In the nurse's account below, list every describing word used for the patient in the phrase that begins "the most beautiful".

Extract provided —
+++
Well, I'm back to San Diego for my last three days of intensive hands-on character building! ;-) Actually, compared to some times lately, today was wonderful!!! Sundays usually are easier though, as we nurses aren't competing for our workspace with dozen's of therapist and doctors and others. So it was laid back and quiet, and my patients, although good at keeping me very occupied (what else do I go to work for anyway) were all really sweet and apologetic for any inconvenience they might be causing me. Like I said, why else am I there, but to serve them? But it sure does make it more joyful to do that when they are appreciative and grateful, rather than demanding and complaining, like most patients now days tend to be.
Today though, God had a special treat in store for me, as he gave me for a patient the most beautiful and sweet little old (yet energetic and charming) lady I've ever met. And to top it off, she was a Catholic Nun! We were talking about different things, and I was asking her questions about her faith, and then she asked me if I was "Christian." When I told her that I was indeed, she asked what denomination I belonged to. I smiled as I contemplated her question. "Are you sure you really want to know?" I asked. "Yes!" She eagerly responded. "I'm a Seventh-Day Adventist." I told her, waiting for her brow to furrow or her expression to cloud...but it didn't. She beamed. "That's awesome! I have some friends that are SDA and I HIGHLY respect Seventh-Day Adventist!" :-)
And so followed the most delightful day of conversations and interaction that I've had with any of my patients in a long time. She was in a lot of pain due to her illness that had hospitalized her, but not a word of complaint or griping did you hear. Her face was radiant as she shared about her life, and her faith. She definitely had (and still is) living for God with all her heart. I felt that I'd met a "kindred spirit," even if she was of a different faith and half a century ahead of me. But I also had to smile to myself...God does have a sense of humor, doesn't He?
But, somehow He knew that what I needed right now was a little Catholic Nun to remind me of the "joy of service despite pain and trials." I know she sure was an encouragement to me today, and I feel honored that God is letting me spend my last several days at Continental taking care of someone like her.
+++
Data records —
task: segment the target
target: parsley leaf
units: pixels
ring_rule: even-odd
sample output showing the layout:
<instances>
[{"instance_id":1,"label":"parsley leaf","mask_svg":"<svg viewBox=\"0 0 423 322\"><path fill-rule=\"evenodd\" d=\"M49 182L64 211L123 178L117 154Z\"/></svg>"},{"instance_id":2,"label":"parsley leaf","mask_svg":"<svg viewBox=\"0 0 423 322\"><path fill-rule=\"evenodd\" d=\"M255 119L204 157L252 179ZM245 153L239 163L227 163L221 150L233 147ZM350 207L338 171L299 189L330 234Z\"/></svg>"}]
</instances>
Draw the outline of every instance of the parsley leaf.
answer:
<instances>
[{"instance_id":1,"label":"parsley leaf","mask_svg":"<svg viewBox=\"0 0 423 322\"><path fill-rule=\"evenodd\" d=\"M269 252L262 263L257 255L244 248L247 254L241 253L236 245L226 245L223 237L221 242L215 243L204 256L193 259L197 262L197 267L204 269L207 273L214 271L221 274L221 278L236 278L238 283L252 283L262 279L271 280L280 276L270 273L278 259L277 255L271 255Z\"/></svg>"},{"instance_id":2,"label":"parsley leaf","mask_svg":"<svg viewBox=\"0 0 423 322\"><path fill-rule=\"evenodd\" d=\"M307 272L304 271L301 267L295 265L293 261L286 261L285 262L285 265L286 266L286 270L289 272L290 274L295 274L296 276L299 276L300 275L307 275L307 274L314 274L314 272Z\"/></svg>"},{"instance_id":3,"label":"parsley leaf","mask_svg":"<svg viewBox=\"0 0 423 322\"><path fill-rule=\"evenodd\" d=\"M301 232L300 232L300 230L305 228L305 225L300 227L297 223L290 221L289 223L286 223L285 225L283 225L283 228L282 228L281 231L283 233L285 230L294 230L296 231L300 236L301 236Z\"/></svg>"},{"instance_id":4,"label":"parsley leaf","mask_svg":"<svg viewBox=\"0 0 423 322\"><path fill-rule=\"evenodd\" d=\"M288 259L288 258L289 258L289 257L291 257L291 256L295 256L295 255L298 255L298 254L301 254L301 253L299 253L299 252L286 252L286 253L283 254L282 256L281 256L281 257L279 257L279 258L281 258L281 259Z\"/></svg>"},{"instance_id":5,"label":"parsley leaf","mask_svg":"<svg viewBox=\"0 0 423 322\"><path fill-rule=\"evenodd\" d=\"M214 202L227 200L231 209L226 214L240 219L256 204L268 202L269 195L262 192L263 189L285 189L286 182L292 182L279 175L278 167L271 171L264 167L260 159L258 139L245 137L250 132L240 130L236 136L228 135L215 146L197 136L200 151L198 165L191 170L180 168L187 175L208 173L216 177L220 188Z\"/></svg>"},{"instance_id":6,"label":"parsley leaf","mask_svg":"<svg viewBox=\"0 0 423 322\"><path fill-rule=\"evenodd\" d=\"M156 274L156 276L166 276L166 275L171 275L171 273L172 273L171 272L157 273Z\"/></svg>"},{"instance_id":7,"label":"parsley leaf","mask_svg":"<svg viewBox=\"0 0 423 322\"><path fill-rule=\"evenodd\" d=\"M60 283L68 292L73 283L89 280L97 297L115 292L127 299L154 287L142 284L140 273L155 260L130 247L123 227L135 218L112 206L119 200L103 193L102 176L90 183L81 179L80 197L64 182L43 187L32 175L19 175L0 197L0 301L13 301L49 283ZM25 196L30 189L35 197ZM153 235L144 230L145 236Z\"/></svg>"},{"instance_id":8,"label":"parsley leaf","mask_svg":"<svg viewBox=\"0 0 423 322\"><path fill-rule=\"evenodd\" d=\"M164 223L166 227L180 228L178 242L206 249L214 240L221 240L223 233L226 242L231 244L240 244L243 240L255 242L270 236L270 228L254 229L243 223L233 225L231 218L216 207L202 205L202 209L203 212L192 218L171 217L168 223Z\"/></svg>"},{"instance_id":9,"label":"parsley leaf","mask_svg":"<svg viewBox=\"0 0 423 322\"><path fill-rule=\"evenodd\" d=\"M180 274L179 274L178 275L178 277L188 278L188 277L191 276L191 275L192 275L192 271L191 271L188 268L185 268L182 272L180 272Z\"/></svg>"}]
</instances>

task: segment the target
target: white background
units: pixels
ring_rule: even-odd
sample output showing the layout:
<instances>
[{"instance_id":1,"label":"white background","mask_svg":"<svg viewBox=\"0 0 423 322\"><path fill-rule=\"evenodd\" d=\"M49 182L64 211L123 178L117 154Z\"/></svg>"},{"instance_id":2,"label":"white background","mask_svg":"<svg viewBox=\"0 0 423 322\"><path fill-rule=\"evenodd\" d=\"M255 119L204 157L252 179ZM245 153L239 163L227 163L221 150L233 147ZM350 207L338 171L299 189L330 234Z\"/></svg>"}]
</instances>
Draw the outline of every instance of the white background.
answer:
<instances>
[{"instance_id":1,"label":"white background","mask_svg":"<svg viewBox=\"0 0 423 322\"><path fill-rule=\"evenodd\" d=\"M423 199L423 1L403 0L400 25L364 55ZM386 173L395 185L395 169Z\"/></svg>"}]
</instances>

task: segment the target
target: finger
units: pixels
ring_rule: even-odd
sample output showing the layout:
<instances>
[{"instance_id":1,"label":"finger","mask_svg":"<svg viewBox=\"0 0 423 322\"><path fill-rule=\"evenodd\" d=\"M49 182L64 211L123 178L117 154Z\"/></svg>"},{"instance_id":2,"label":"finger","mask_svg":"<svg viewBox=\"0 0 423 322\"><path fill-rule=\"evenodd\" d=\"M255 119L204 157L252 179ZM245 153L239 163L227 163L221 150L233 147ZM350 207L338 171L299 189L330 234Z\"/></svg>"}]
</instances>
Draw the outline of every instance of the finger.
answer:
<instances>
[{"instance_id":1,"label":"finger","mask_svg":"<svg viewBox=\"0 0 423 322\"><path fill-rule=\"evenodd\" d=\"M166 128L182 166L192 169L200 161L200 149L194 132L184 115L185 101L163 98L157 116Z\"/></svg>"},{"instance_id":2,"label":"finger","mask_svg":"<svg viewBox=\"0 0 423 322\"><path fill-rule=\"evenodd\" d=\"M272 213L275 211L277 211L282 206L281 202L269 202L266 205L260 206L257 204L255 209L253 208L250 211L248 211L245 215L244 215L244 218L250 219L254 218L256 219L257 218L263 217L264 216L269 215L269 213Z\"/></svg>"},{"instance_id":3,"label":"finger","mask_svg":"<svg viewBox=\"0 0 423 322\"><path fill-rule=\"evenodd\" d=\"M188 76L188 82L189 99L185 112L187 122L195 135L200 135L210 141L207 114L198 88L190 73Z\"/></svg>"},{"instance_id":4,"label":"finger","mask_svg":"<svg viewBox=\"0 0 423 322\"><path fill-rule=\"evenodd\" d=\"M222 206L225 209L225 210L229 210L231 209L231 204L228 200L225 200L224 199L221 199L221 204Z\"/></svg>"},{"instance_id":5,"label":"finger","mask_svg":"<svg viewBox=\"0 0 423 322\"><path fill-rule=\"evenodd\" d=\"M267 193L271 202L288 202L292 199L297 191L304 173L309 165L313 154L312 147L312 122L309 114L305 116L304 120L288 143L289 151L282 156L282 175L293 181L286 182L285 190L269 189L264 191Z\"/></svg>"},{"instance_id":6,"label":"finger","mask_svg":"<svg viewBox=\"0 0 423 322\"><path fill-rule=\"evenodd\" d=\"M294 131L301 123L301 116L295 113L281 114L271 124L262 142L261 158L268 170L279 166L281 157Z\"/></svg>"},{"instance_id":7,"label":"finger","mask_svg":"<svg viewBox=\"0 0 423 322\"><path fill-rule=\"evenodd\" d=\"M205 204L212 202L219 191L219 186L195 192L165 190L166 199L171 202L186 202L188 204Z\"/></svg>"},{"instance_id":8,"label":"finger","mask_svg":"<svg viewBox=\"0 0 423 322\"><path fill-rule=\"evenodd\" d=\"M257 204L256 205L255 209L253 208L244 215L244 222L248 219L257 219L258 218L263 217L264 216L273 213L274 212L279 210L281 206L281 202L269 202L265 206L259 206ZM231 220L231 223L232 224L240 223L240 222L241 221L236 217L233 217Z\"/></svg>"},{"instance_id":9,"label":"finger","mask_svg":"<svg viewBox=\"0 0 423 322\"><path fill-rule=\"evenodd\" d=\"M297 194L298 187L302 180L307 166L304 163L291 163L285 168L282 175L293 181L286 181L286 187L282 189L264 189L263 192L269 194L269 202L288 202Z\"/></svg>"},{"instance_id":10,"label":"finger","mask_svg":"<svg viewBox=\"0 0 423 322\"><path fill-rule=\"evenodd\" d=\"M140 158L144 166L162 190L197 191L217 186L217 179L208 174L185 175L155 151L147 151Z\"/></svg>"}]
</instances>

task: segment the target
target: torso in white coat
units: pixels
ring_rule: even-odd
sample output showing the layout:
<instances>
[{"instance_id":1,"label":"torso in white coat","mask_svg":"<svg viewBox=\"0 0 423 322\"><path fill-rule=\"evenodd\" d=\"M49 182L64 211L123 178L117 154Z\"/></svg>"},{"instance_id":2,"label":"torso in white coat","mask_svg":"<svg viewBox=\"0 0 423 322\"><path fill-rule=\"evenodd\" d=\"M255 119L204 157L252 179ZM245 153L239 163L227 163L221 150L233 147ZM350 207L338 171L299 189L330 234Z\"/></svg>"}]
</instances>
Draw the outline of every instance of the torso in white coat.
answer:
+++
Answer for this exercise —
- beautiful
- sweet
- little
- old
- energetic
- charming